● EXERCISE TASKS
**1)** According to the Penn National Gaming text, at what price per share will the Fortress affiliate exchange its Preferred Stock for non-voting common stock or equivalents?
**2)** Write the next part of the Penn National Gaming text, starting after its final sentence.

● TEXT EXCERPT
######
In connection with our proposed plan to separate our gaming operating assets and real property assets into two publicly traded companies through a tax-free spin-off of our real estate assets to holders of our common stock, an affiliate of Fortress Investment Group, owners of approximately $975 million or 79.4% of the Preferred Stock, has entered into an agreement to exchange their Preferred Stock for non-voting common stock or equivalents at a price of $67 per share or 14.6 million non-voting common shares or equivalents. The non-voting common shares or equivalents would convert to Penn National Gaming's voting common shares upon sale to a third party. Fortress may exchange its Preferred Stock for non-voting common shares or equivalents at any time, but if Fortress does not fully exercise its exchange right prior to the spin-off, any remaining Preferred Stock will automatically be converted into non-voting common shares or equivalents. In addition, Fortress may either divest 6.7 million of its 14.6 million non-voting Penn National Gaming common shares or equivalents prior to the spin-off, or, if it does not, Penn National Gaming has the right to repurchase the undisposed share for $67 per share.

In addition, the Company has signed an agreement with Centerbridge Capital Partners, LP, pursuant to which the Company will repurchase their Preferred Stock at par in advance of the spin-off. The Company also expects to repurchase the Preferred Stock of the remaining preferred shareholder at, or slightly below, par.

Reconciliation of Non-GAAP Measures to GAAP

Adjusted EBITDA, or earnings before interest, taxes, stock compensation, insurance recoveries and deductible charges, depreciation and amortization, gain or loss on disposal of assets, and other income or expenses, and inclusive of gain or loss from unconsolidated affiliates, is not a measure of performance or liquidity calculated in accordance with GAAP. Adjusted EBITDA information is presented as a supplemental disclosure, as management believes that it is a widely used measure of performance in the gaming industry. In addition, management uses adjusted EBITDA as the primary measure of the operating performance of its segments, including the evaluation of operating personnel. Adjusted EBITDA should not be construed as an alternative to operating income, as an indicator of the Company's operating performance, as an alternative to cash flows from operating activities, as a measure of liquidity, or as any other measure of performance determined in accordance with GAAP. The Company has significant uses of cash flows, including capital expenditures, interest payments, taxes and debt principal repayments, which are not reflected in adjusted EBITDA. It should also be noted that other gaming companies that report adjusted EBITDA information may calculate adjusted EBITDA in a different manner than the Company. Adjusted EBITDA is presented as a supplemental disclosure, as management believes that it is a principal basis for the valuation of gaming companies, as this measure is considered by many to be a better indicator of the Company's operating results than diluted net income (loss) per GAAP. A reconciliation of the Company's adjusted EBITDA to net income (loss) per GAAP, as well as the Company's adjusted EBITDA to income (loss) from operations per GAAP, is included in the accompanying financial schedules.
######
● LISTING
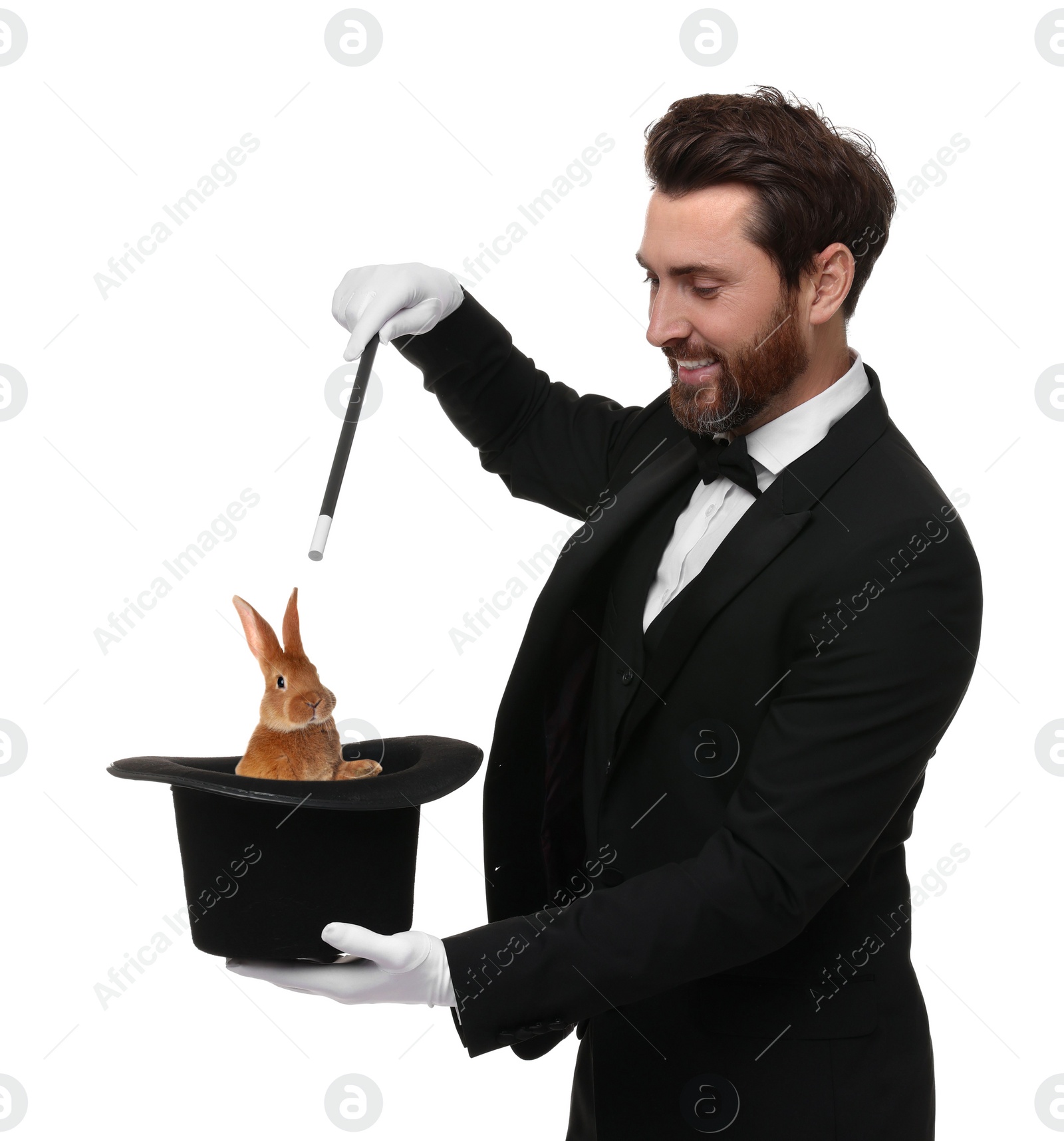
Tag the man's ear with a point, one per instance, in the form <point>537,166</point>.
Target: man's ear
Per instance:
<point>833,281</point>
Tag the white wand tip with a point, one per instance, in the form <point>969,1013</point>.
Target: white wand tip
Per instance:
<point>321,533</point>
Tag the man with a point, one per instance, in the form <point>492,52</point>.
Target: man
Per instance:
<point>709,751</point>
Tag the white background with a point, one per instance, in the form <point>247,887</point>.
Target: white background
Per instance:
<point>153,409</point>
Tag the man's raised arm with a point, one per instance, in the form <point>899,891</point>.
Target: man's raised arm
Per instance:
<point>547,443</point>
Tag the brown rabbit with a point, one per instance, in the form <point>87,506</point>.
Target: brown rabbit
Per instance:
<point>296,739</point>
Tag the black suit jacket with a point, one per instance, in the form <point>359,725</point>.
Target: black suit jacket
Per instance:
<point>693,839</point>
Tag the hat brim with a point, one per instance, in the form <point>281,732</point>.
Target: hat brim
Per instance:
<point>416,771</point>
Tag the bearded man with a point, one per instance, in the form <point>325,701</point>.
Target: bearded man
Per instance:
<point>707,758</point>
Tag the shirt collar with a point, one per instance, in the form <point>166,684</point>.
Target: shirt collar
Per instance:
<point>782,441</point>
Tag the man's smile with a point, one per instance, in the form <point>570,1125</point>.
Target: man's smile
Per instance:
<point>698,372</point>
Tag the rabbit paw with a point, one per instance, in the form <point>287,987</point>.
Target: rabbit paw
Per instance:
<point>355,771</point>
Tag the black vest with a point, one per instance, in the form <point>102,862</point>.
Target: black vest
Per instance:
<point>600,660</point>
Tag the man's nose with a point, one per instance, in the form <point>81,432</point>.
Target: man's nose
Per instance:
<point>667,321</point>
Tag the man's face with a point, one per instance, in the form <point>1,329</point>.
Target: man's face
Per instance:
<point>732,334</point>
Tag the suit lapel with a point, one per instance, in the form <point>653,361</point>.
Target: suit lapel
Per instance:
<point>751,545</point>
<point>612,518</point>
<point>774,521</point>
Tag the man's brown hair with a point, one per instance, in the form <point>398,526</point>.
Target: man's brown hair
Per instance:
<point>815,184</point>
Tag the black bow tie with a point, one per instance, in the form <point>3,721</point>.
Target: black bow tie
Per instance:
<point>721,457</point>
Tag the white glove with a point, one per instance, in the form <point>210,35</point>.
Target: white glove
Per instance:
<point>393,301</point>
<point>407,968</point>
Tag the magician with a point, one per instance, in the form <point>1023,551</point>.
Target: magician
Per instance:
<point>708,755</point>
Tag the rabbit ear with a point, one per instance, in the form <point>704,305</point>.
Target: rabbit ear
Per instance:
<point>290,626</point>
<point>261,640</point>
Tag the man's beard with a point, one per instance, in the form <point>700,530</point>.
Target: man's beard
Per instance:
<point>750,377</point>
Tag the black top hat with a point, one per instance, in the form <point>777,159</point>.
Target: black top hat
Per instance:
<point>266,868</point>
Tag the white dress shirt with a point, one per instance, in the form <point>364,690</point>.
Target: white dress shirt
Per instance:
<point>716,508</point>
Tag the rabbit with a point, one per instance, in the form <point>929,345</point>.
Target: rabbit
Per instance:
<point>296,739</point>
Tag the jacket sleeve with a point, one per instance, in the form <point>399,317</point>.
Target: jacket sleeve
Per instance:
<point>846,737</point>
<point>547,443</point>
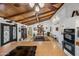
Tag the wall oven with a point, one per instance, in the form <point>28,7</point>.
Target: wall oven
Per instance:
<point>69,41</point>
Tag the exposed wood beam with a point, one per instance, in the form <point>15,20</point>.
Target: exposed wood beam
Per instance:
<point>41,16</point>
<point>18,14</point>
<point>55,11</point>
<point>42,19</point>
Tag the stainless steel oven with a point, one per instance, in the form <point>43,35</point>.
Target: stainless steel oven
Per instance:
<point>69,41</point>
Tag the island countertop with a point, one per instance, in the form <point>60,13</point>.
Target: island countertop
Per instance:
<point>44,48</point>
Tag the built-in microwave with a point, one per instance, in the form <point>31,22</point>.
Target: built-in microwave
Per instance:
<point>69,47</point>
<point>69,41</point>
<point>69,35</point>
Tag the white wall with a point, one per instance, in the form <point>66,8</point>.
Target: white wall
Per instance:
<point>64,19</point>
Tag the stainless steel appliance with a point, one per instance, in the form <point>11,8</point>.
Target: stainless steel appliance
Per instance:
<point>69,41</point>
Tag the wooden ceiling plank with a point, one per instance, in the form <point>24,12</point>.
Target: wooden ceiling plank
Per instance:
<point>39,19</point>
<point>42,19</point>
<point>33,16</point>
######
● TASK RESPONSES
**1)** $67 per share

**2)**
A reconciliation of each segment's adjusted EBITDA to income (loss) from operations is included in the financial schedules herein. On a segment level, adjusted EBITDA is reconciled to income (loss) from operations per GAAP, rather than net income (loss) per GAAP due to, among other things, the impracticability of allocating interest expense, interest income, income taxes and certain other items to the Company's segments on a segment-by-segment basis. Management believes that this presentation is more meaningful to investors in evaluating the performance of the Company's segments and is consistent with the reporting of other gaming companies.

Adjusted EBITDAR is adjusted EBITDA less rent expense.

Funds From Operations ("FFO"), is defined by NAREIT (the National Association of Real Estate Investment Trusts, the trade organization for REITs) as "the most commonly accepted and reported measure of REIT operating performance." FFO is equal to net income, excluding gains or losses from sales of property, adding back depreciation and stock compensation expense. Adjusted Funds From Operations ("AFFO") is defined as FFO less maintenance capex. A reconciliation of FFO and AFFO to net income (loss) per GAAP is included in the accompanying financial schedules.

Notwithstanding the foregoing, PropCo's and/or PNG's measures of adjusted EBITDA, adjusted EBITDAR, FFO and AFFO may not be comparable to similarly titled measures used by other companies.

Conference Call, Webcast and Replay Details

Penn National Gaming is hosting a conference call and simultaneous webcast at 10:00 am ET today, both of which are open to the general public. The conference call number is 212/231-2906; please call five minutes in advance to ensure that you are connected prior to the presentation. Questions will be reserved for call-in analysts and investors. Interested parties may also access the live call on the Internet at www.pngaming.com; allow 15 minutes to register and download and install any necessary software. A replay of the call can be accessed for thirty days on the Internet at www.pngaming.com.

This press release, which includes financial information to be discussed by management during the conference call and disclosure and reconciliation of non-GAAP financial measures, is available on the Company's web site, www.pngaming.com in the "Investors" section (select link for "Press Releases").

About Penn National Gaming

Penn National Gaming owns, operates or has ownership interests in gaming and racing facilities with a focus on slot machine entertainment. The Company presently operates twenty-nine facilities in nineteen jurisdictions, including Colorado, Florida, Illinois, Indiana, Iowa, Kansas, Louisiana, Maine, Maryland, Mississippi, Missouri, Nevada, New Jersey, New Mexico, Ohio, Pennsylvania, Texas, West Virginia, and Ontario. In aggregate, Penn National's operated facilities currently feature approximately 35,600 gaming machines, approximately 830 table games, 2,900 hotel rooms and approximately 1.6 million square feet of gaming floor space.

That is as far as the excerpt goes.